Extrait source =
▼

Le Rosso mourut l’an 1541, laissant à ses amis et aux artistes de profonds regrets, et leur apprenant combien on gagne auprès d’un prince comme François Ier qui, certes, mérite à beaucoup de titres d’étre regardé comme un très grand roi  (17).

Un peintre français, qui ne manqua pas de talent, qui écrivit beaucoup sur la peinture, et dont les ouvrages font encore grandement autorité, Roger de Piles, inventa l’instrument le plus ridicule que tête folle d’artiste puisse imaginer : c’était une balance, une balance à peser les hommes de talent, les hommes de génie. L’art était par lui divisé en quatre quartiers, à chacun desquels il attribuait : 1o la perfection supérieure, mais inconnue, représentée par vingt degrés ; 2o la perfection imaginable, mais que personne n’a encore atteinte, représentée par dix-neuf degrés ; 3o la perfection connue, mais rare, représentée par dix-huit degrés. Une fois ces principes posés, l’application devenait on ne peut plus simple. Il restait tout uniment à distribuer à chaque homme un certain nombre de degrés, dix, douze, quinze, seize, plus ou moins, pour la composition, le dessin, le coloris et l’expression. Après cet ingénieux travail, il suffisait d’additionner le tout pour connaître le poids de l’artiste.

De façon qu’à son compte le Carrache pèse 58, et Rembrandt 50 ; l’Albane 44, et Michel-Ange 87 ; Pietre de Cortonne 48, et le Tintoret 49 ; le Titien 51, et Lebrun 56 ; le Dominiquin 58, et Léonard de Vinci 49, etc.

▲

Énoncé = Recopiez sans rien changer le passage de l'extrait qui commence aux mots « De façon qu’à » et s'arrête après les mots « Vinci 49, etc. ». Appuyez-vous uniquement sur l'extrait pour répondre.

Matériel fourni =
▼

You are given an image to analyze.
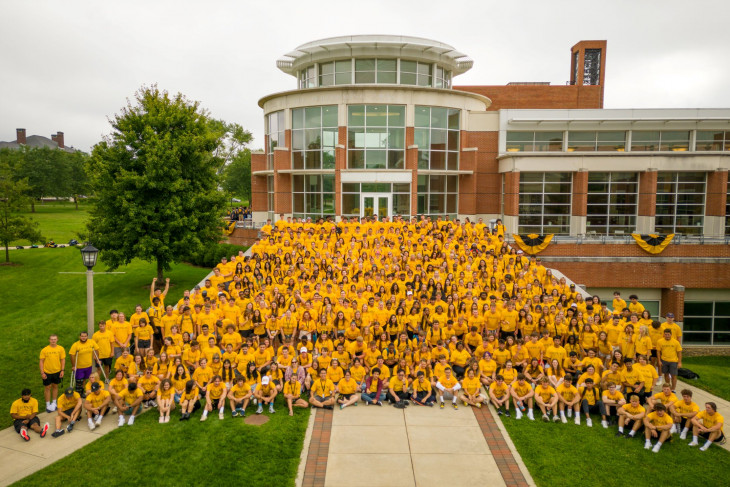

▲

Réponse attendue =
De façon qu’à son compte le Carrache pèse 58, et Rembrandt 50 ; l’Albane 44, et Michel-Ange 87 ; Pietre de Cortonne 48, et le Tintoret 49 ; le Titien 51, et Lebrun 56 ; le Dominiquin 58, et Léonard de Vinci 49, etc.